> [WORK INSTRUCTIONS]
Copy out the listing below line for line, without changing anything, and leave the pictures out of your copy.

> [DATA FOR THE TASK]
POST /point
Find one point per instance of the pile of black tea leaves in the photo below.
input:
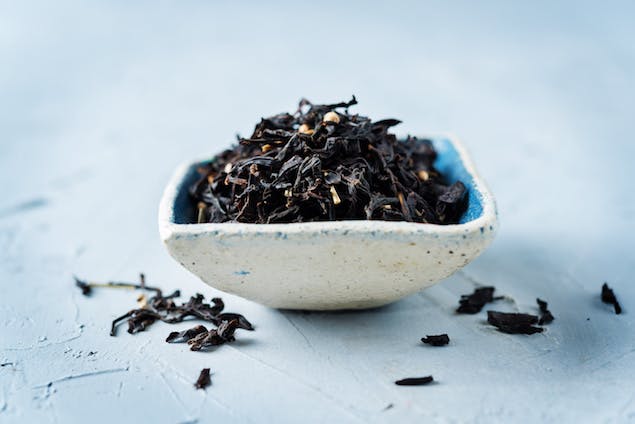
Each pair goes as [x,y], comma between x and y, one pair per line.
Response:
[323,163]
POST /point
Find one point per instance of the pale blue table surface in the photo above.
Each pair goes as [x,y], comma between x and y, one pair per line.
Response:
[99,102]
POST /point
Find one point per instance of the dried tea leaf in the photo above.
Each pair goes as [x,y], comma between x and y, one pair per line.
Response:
[165,309]
[440,340]
[322,164]
[513,323]
[415,381]
[545,315]
[203,379]
[473,303]
[186,335]
[608,296]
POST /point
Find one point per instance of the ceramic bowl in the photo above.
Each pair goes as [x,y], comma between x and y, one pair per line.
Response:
[329,265]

> [WRITTEN ANSWER]
POST /point
Find one point per instance of the pile of black tea leaves in the photo below.
input:
Each pair goes as [x,y], comma between x and y, one pair per line.
Response:
[323,163]
POST /point
Find one point per instance of the pale blue table surface in the photo above.
Each pair goes as [x,y], comma between x and y, one pair per line.
Response:
[99,102]
POST /point
Find one point per instance of the dried tea leaf in the photo above.
Each pair goes as [x,y], comma between x and y, one pair per line.
Response:
[165,309]
[440,340]
[322,164]
[513,323]
[415,381]
[545,315]
[203,379]
[473,303]
[186,335]
[608,296]
POST /point
Find one point per instance of the ceramic bowl in the photo above.
Each pair goes as [x,y], comma between x and y, one pair per line.
Response:
[329,265]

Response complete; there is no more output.